━━ Exercise data

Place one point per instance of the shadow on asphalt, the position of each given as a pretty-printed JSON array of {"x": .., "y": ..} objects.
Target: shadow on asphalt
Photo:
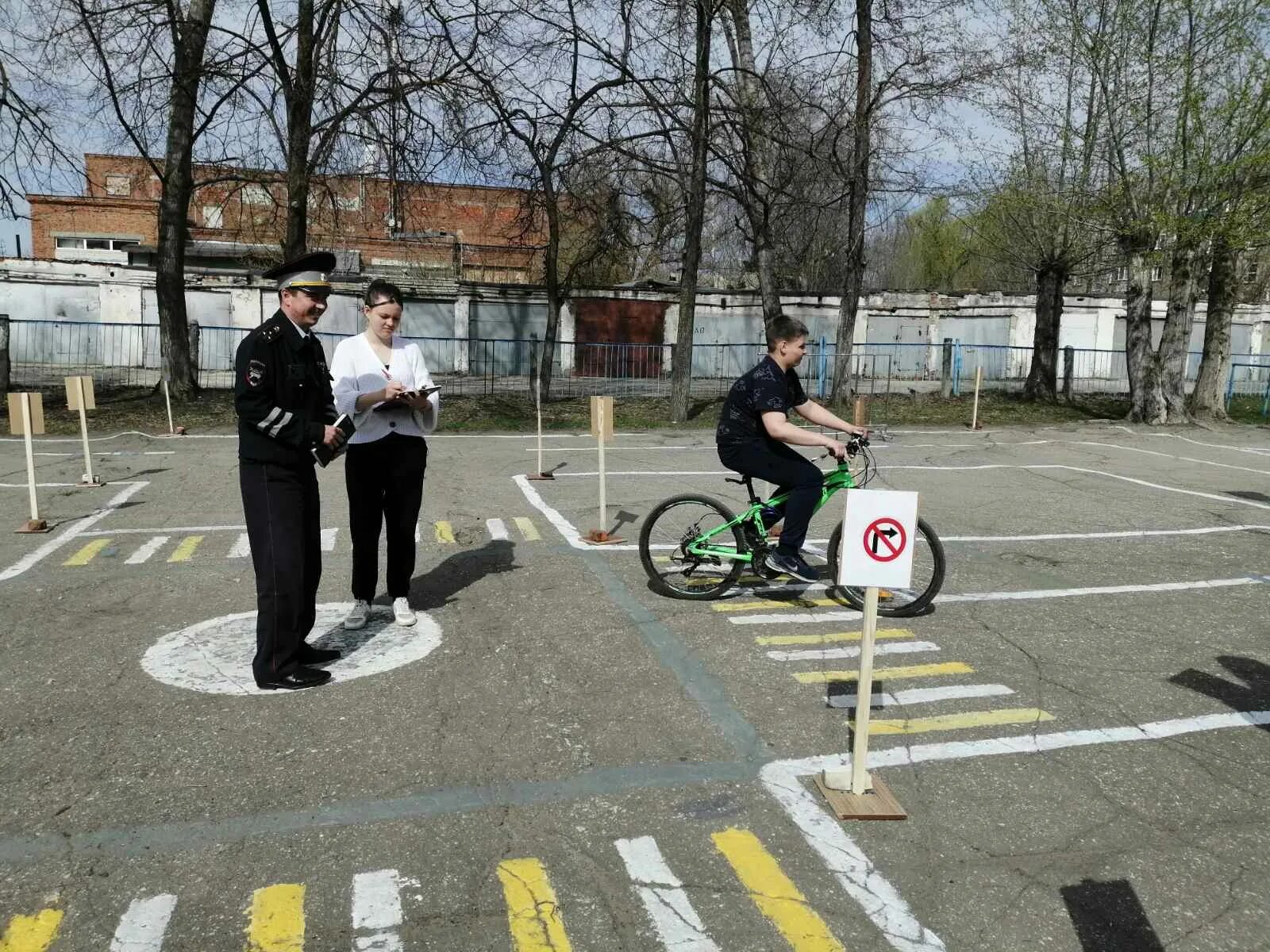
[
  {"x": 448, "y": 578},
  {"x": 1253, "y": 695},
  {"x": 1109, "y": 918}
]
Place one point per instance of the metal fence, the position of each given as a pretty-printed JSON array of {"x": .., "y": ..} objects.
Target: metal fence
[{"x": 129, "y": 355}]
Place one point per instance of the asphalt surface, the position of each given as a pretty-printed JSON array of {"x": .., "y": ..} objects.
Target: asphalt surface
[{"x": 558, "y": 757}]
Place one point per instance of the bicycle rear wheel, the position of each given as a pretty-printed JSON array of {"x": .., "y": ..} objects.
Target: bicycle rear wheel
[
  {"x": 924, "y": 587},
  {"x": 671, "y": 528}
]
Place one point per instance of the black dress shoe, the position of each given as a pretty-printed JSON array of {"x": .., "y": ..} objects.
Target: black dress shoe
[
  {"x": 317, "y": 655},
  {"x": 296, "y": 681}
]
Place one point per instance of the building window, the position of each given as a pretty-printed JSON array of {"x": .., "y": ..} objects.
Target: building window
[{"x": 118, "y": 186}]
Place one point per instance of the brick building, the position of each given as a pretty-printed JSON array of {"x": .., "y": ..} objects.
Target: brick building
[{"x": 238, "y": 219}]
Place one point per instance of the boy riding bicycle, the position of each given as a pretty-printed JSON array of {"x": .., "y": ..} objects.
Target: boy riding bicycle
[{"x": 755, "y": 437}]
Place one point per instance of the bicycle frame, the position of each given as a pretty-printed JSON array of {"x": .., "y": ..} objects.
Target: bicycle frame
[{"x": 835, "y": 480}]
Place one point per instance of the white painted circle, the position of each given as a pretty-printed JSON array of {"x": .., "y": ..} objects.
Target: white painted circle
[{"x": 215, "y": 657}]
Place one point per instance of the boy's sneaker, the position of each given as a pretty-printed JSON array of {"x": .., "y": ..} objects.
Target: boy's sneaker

━━━━

Render every line of the records above as a Markdown table with the columns Row and Line, numbering the rows and omitting any blank lines. Leave the pictures out of the table.

§ **Exercise output**
| Row | Line |
|---|---|
| 1 | Place one point per instance of the shadow on asphalt, the position of each given as a pretty-printed JSON array of {"x": .., "y": ..} objects. |
| 2 | Target: shadow on asphalt |
| 3 | Photo: |
| 4 | [ |
| 5 |   {"x": 448, "y": 578}, |
| 6 |   {"x": 1253, "y": 695}, |
| 7 |   {"x": 1109, "y": 918} |
| 8 | ] |
| 9 | Place one point per instance of the metal fence, the position of each given as a pretty-printed JSON array of {"x": .., "y": ..} objects. |
| 10 | Target: metal fence |
| 11 | [{"x": 129, "y": 355}] |
| 12 | Place one point per instance of the asphalt surface, the position of each given as a pretty-printed JSON array of {"x": .., "y": ..} objects. |
| 13 | Target: asphalt surface |
| 14 | [{"x": 558, "y": 757}] |
| 15 | Place one point per instance of the bicycle rear wheel, the position of each given as a pretty-printed JSON array of {"x": .., "y": ..} objects. |
| 16 | Target: bicycle rear wheel |
| 17 | [ |
| 18 |   {"x": 924, "y": 587}, |
| 19 |   {"x": 671, "y": 528} |
| 20 | ] |
| 21 | Place one point per instance of the black dress shoe, the position of each given as a pretty-printed JSON array of {"x": .., "y": ..} objects. |
| 22 | Target: black dress shoe |
| 23 | [ |
| 24 |   {"x": 317, "y": 655}, |
| 25 |   {"x": 296, "y": 681} |
| 26 | ] |
| 27 | Place one point per instance of the building window, the position of each given as a pretty-printed JSON array of {"x": .., "y": ..} objects. |
| 28 | Target: building window |
| 29 | [{"x": 118, "y": 186}] |
| 30 | Place one point per instance of the brick building, the position of each given as a pretty-printed JSON array of {"x": .., "y": ..} objects. |
| 31 | Target: brick building |
| 32 | [{"x": 238, "y": 219}] |
| 33 | Place one point per instance of the boy riding bicycle, the position of each given as a pretty-printed JSON array of {"x": .., "y": ..} objects. |
| 34 | Target: boy riding bicycle |
| 35 | [{"x": 755, "y": 437}] |
| 36 | Place one point per instance of the bicycle frame, the position of each given as a pretty-printed JSON array of {"x": .., "y": ..} objects. |
| 37 | Target: bicycle frame |
| 38 | [{"x": 835, "y": 480}] |
| 39 | Place one point per instance of the white painted circle, the position of each given as a pretty-printed JSON array of {"x": .., "y": ..} objects. |
| 40 | Target: white painted circle |
| 41 | [{"x": 215, "y": 657}] |
| 42 | Place one point per instance of the boy's sneaker, the position of each given as a pretty-printed JSON array of {"x": .., "y": ..} objects. |
| 43 | Target: boy's sneaker |